*Given text*:
Kyiv’s cyber tactics — including switching data to the cloud, partnerships with western companies, and using Elon Musk’s mobile Starlink terminals to connect to the internet via satellite — have proved highly effective. Ukraine’s defences have also been shored up by a £6mn package of IT support and help in detecting Russian cyber threats provided by the UK, according to a statement earlier this month.
And, as one of the earliest examples of a conflict with a major cyber component, this war — and these responses to it — can offer lessons to other countries, or companies.
At the start of the war in February, Ukrainians backed up as much data as they could into the cloud.
Then, when Russia invaded Ukraine, Liam Maxwell, director of government transformation at Amazon Web Services (AWS), met a Ukrainian official in London “and literally wrote down on a piece of paper” which of Ukraine’s digital assets it needed to help save, he recalls.

*Short exercise A*: According to the passage on Ukraine's cyber defenses, what was the value of the UK's IT support package?
*Short exercise B*: Tally the lines in the listing below that contain the string "rear", with case counting, and give only the number.

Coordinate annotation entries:
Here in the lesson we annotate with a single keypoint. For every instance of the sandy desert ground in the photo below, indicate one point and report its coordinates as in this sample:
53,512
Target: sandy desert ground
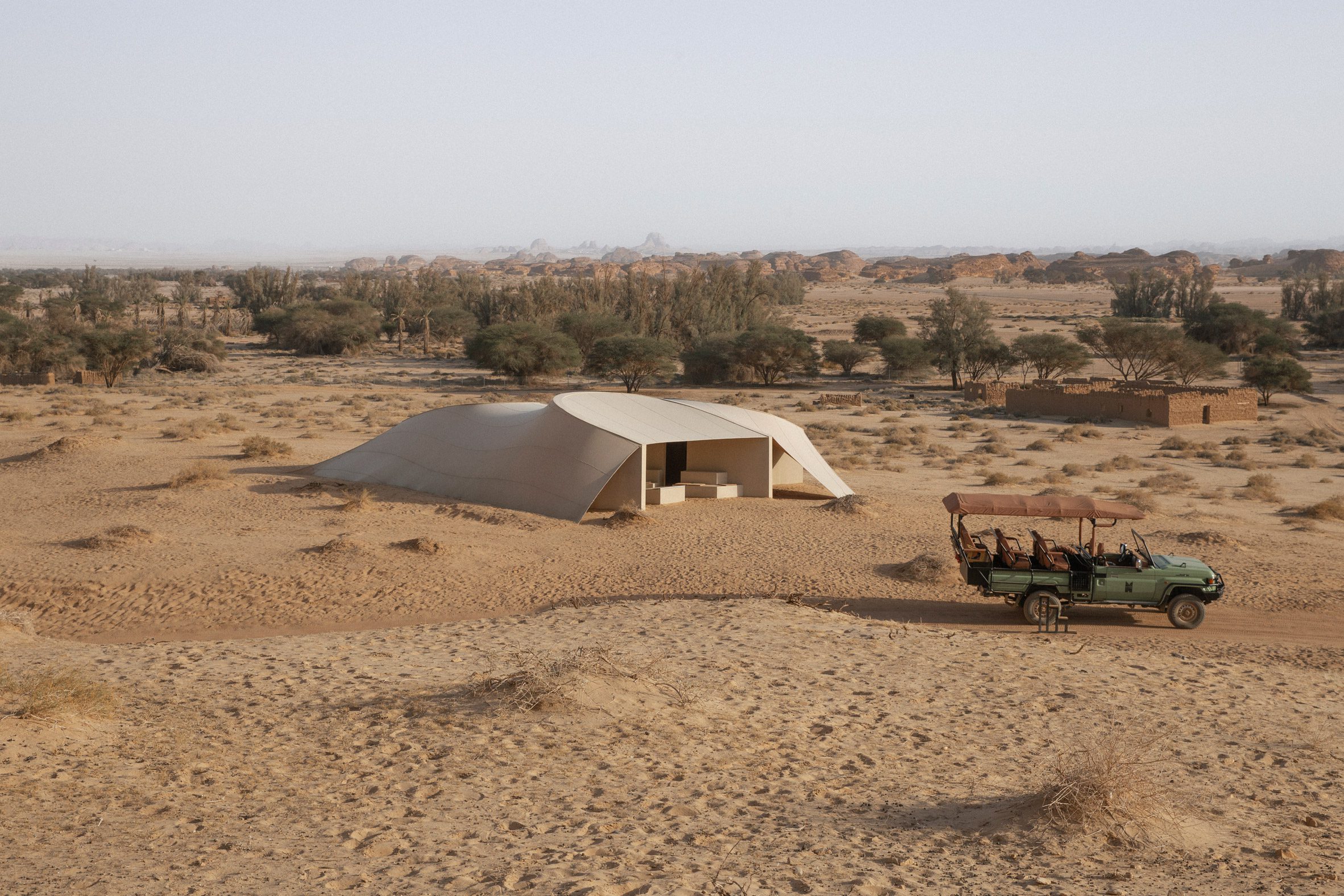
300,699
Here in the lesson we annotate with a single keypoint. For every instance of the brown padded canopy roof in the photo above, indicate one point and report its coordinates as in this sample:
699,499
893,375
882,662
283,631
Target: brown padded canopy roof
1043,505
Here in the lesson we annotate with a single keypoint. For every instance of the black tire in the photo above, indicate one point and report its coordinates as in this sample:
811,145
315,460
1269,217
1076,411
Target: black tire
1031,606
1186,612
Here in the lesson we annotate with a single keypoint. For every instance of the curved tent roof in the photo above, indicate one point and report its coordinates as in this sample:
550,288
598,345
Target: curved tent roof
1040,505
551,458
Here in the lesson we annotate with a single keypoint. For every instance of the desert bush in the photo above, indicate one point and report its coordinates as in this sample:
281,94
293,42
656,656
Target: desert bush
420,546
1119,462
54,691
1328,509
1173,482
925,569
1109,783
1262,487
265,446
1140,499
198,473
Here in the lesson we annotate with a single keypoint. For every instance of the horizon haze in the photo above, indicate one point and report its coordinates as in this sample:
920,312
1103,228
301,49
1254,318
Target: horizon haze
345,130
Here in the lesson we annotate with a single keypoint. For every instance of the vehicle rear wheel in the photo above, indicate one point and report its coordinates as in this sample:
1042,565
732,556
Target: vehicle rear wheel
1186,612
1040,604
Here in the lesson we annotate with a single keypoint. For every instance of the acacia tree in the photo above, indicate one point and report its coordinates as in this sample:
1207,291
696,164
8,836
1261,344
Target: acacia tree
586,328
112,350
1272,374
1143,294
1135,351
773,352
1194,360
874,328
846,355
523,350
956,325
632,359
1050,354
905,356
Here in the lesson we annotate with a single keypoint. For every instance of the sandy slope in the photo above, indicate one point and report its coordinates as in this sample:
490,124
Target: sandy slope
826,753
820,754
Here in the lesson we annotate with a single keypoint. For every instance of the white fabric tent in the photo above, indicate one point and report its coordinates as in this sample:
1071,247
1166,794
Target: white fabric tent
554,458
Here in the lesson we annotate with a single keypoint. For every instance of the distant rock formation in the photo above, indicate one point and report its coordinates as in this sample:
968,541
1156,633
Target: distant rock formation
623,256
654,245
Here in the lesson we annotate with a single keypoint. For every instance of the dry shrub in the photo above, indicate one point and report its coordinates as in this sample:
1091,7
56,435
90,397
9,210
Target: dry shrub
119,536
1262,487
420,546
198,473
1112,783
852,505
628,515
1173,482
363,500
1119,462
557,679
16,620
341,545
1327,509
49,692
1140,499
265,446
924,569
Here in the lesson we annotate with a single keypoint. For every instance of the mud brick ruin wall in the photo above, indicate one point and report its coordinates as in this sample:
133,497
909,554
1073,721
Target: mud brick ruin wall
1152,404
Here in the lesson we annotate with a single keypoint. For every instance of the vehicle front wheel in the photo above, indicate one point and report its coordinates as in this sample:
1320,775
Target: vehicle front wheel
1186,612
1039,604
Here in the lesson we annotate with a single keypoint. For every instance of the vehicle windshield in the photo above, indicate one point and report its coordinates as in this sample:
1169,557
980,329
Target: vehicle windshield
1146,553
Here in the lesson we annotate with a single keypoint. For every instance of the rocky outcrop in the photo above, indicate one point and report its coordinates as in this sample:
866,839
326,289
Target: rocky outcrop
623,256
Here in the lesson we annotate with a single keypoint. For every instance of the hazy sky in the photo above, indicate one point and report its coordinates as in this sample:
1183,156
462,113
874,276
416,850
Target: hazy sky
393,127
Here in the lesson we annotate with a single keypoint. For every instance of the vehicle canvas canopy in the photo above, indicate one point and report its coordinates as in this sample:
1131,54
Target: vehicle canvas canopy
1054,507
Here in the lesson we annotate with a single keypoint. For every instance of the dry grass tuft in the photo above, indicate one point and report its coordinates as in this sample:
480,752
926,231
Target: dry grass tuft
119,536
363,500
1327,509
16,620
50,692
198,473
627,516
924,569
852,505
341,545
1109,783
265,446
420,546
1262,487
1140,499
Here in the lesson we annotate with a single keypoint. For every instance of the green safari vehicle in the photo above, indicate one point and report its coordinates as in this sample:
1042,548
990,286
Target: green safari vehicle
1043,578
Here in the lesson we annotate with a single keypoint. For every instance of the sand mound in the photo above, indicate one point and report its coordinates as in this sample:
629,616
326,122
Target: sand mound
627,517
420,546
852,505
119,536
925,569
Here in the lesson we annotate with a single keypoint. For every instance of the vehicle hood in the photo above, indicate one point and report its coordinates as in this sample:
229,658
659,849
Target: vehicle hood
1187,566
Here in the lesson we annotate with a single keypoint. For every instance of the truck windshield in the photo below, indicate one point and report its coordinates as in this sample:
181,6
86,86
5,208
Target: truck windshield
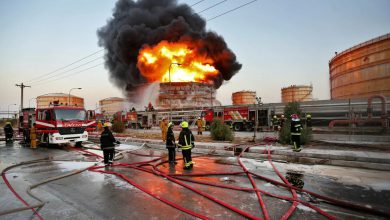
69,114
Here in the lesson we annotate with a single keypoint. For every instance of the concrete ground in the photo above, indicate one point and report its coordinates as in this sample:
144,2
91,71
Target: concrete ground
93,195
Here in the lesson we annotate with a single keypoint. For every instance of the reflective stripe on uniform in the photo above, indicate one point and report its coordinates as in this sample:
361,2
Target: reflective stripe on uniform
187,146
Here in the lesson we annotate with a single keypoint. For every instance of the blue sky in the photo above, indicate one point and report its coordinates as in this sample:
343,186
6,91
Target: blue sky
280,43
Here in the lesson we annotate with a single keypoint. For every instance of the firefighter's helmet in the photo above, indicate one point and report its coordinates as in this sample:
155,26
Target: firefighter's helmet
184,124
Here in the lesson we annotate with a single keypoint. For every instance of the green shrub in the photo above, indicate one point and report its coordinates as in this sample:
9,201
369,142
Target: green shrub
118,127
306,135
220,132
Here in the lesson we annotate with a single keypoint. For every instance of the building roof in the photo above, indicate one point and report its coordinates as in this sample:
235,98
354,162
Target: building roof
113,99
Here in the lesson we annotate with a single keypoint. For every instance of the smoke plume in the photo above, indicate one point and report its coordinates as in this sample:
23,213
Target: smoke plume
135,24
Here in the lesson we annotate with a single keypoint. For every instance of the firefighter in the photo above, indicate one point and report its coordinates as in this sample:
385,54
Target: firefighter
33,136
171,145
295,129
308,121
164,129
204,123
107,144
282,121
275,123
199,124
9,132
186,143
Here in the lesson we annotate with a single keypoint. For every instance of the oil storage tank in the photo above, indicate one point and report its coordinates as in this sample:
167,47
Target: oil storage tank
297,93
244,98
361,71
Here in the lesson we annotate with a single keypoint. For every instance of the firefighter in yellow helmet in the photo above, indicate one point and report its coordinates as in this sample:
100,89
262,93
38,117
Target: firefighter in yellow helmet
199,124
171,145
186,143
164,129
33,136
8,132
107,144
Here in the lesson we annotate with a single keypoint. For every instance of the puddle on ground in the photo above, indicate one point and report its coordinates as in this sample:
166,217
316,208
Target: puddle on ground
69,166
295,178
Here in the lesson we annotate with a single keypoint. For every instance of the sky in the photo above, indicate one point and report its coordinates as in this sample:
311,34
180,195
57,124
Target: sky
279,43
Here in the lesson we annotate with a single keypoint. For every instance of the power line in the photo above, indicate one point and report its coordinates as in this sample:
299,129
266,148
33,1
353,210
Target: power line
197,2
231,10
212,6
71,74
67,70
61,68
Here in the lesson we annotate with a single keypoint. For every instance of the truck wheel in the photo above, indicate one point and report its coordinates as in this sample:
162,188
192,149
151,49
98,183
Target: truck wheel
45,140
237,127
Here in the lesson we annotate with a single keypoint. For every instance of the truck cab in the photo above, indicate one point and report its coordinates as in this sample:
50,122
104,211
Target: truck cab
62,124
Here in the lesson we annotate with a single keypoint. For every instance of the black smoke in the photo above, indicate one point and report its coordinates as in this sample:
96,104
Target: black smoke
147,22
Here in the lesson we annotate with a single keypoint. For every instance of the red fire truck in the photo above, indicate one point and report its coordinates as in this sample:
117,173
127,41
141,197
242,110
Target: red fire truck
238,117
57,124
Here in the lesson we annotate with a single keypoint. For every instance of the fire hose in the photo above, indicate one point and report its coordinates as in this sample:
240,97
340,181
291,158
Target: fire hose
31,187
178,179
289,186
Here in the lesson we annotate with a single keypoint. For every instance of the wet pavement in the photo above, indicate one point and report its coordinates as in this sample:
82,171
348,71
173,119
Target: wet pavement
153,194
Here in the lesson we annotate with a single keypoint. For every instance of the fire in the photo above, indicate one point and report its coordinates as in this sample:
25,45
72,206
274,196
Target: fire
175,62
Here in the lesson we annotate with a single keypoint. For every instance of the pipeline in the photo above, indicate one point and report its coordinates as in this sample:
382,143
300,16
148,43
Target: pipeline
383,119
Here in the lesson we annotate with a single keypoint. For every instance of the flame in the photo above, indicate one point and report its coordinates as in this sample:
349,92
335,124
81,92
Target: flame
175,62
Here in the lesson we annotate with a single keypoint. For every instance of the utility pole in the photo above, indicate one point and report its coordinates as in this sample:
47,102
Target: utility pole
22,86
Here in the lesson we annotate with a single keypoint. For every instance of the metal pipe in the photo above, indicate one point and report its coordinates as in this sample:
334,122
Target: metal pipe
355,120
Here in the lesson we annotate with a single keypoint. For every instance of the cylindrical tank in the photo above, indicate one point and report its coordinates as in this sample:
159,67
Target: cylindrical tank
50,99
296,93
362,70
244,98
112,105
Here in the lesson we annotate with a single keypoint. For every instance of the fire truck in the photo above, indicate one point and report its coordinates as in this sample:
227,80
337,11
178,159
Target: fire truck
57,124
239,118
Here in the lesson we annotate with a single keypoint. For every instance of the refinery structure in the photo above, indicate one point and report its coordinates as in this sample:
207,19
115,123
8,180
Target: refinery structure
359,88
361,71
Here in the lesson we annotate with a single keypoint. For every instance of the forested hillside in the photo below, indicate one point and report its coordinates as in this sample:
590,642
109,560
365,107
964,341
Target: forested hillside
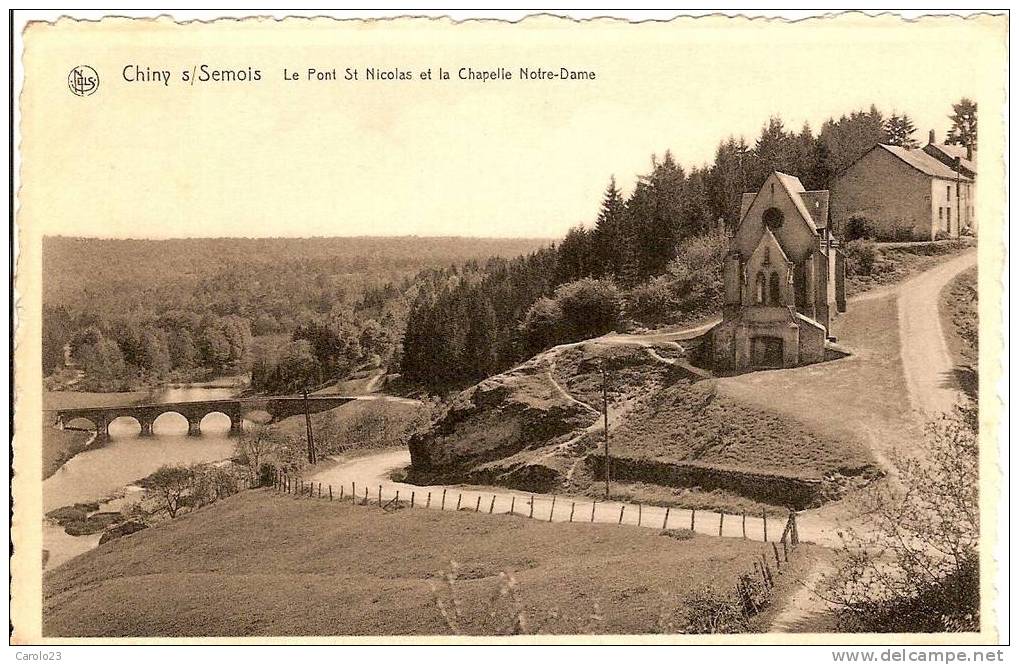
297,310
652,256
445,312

*Full output A*: £6mn

*Full output B*: 2